VORLIEGENDER TEXT —
━━━━━━━━━━━━━━━━━━━━

Lloyds plant Übernahme des britischen Kreditkartengeschäfts der Bank of America

Es wäre die erste Übernahme der britischen Lloyds Bank nach mehr als sieben Jahren. Die Bank of America (BofA) möchte ihren Anteil am britischen Kreditkartenmarkt gerne verkaufen. Es geht dabei um einen Geschäftswert von etwa sieben Milliarden Pfund oder 8,64 Milliarden US-Dollar und betrifft das Kreditkartengeschäft auf den britischen Inseln.

Konkret geht es um die Übernahme des Geschäfts vom Kreditkartendienstleister MBNA. Diese amerikanische Bank wurde ihrerseits im Jahr 2006 von der Bank of America übernommen und betreut rund fünf Millionen Kunden mit ihren Kreditkarten im Vereinigten Königreich.

Das entspricht einem Gegenwert von etwa 11 Prozent aller britischen Kreditkartenverbindlichkeiten. Im vergangenen Jahr konnte das Unternehmen MBNA einen Gewinn von rund 166 Millionen Pfund ausweisen.
 

Der Deal ist noch nicht in trockenen Tüchern

Schon in der Vergangenheit hatte die Bank of America ihre Kreditkartenaktivitäten in Europa ausgedünnt, etwa mit dem Verkauf der jeweiligen Beteiligungen in Irland und Spanien.

Vor fünf Jahren sollte sogar das gesamte europäische Kreditkartengeschäft der BofA ausgelagert werden, also auch die Aktivitäten in Großbritannien. Aber der Verkauf wurde nicht realisiert, weil die Gebote für die Übernahme hinter den Erwartungen der Amerikaner zurückblieben. Mit dem Einzelverkauf der jeweiligen Sparten erhofft sich die Bank offenbar eine größere Gewinnmarge.

Schon damals gehörte Lloyds zu den Mitbietern, entschied sich aber schließlich gegen die Investition, weil die Bank of America sich nicht an möglichen künftigen Entschädigungen von Kunden beteiligen wollte, denen in der Vergangenheit Zahlungsausfallversicherungen unter zwielichtigen Bedingungen verkauft worden waren.

━━━━━━━━━━━━━━━━━━━━

Datensätze aus einer Datenquelle:
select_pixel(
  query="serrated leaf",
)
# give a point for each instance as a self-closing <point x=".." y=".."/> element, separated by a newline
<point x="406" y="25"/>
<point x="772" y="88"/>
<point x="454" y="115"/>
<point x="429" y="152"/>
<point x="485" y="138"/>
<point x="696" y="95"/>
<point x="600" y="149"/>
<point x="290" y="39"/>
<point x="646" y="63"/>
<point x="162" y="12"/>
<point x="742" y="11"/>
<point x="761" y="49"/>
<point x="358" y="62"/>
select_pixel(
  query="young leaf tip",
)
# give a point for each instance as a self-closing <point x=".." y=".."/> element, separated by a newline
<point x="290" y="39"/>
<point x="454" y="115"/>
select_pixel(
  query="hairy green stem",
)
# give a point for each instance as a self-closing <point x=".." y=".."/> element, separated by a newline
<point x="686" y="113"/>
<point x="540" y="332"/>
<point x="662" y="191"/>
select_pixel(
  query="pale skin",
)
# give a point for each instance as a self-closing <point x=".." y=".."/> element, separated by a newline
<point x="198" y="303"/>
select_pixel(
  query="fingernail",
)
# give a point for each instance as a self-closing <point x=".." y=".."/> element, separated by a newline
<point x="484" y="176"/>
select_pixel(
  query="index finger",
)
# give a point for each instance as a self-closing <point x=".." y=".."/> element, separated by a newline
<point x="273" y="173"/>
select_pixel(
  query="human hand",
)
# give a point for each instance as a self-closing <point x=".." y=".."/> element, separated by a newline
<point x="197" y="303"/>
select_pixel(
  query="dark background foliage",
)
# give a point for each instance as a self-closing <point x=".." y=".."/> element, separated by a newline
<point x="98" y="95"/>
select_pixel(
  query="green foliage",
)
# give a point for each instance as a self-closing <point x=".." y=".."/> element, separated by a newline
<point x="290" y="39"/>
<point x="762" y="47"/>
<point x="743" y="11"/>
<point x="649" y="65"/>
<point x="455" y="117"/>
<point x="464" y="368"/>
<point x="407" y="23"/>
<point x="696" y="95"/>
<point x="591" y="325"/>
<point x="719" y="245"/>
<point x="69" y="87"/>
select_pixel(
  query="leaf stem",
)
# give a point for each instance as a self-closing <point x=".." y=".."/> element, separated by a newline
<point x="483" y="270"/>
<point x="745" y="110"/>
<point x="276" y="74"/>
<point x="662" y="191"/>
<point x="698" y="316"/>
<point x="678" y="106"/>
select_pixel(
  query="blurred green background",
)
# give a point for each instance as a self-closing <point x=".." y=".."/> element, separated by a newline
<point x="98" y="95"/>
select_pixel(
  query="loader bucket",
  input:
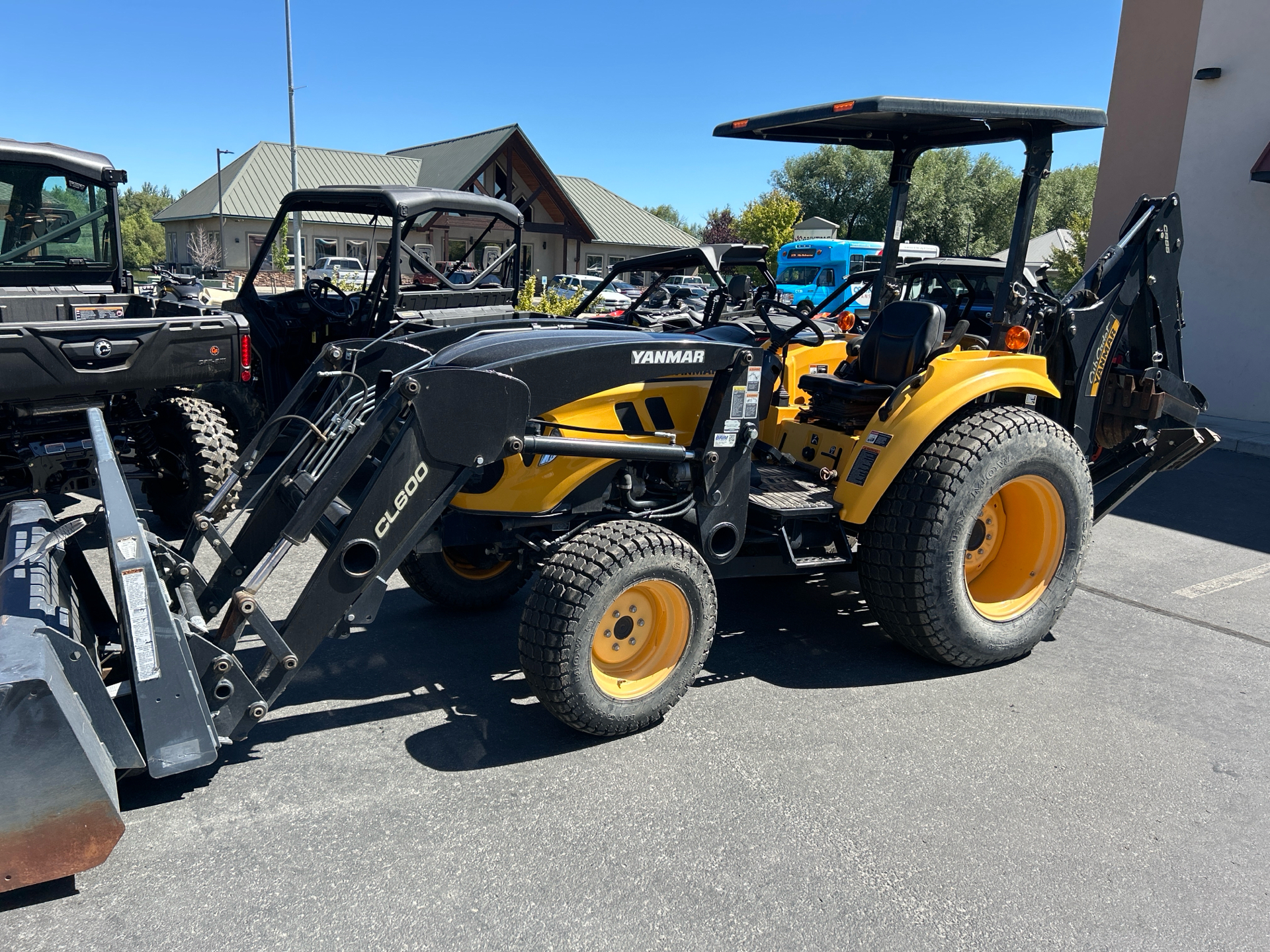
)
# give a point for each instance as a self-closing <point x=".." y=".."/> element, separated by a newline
<point x="59" y="804"/>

━━━━━━━━━━━━━━━━━━━━

AUFGABENSTELLUNG —
[1] Beantworte diese Fragen zum Text über die geplante Lloyds-Übernahme:
(a) Wie viele Kunden betreut MBNA im Vereinigten Königreich mit Kreditkarten?
(b) In welchem Jahr übernahm die Bank of America MBNA?
(c) In welchen beiden Ländern hat die Bank of America ihre Kreditkartenbeteiligungen bereits verkauft?
[2] Führe den Text über die geplante Lloyds-Übernahme im Anschluss an seinen letzten Satz weiter.

ANTWORTEN JE AUFGABE —
[1]
(a) Rund fünf Millionen Kunden.
(b) Im Jahr 2006.
(c) In Irland und Spanien.

[2]
Dieser Konfliktpunkt scheint bei den gegenwärtigen Verhandlungen Gerüchten zufolge jedoch ausgeräumt worden zu sein. Demnach haben sich Lloyds und die Bank of America darauf geeinigt, dass sich das amerikanische Geldhaus an den möglichen Kosten für die Kompensation von Kunden beteiligt, solange ein bestimmter Fixbetrag nicht überschritten wird.

Höhere Zinserträge durch Kreditkartengeschäft angestrebt

Lloyds könnte von den höheren Zinsen im Kreditkartenmarkt profitieren, wenn die Übernahme von MBNA tatsächlich stattfinden sollte. Derzeit hat Lloyds – wie die meisten Banken – mit den niedrigen Zinsen auf dem Kredit- und Hypothekenmarkt zu kämpfen und ist daher auf der Suche nach einem Ausgleich für entgangene Profite.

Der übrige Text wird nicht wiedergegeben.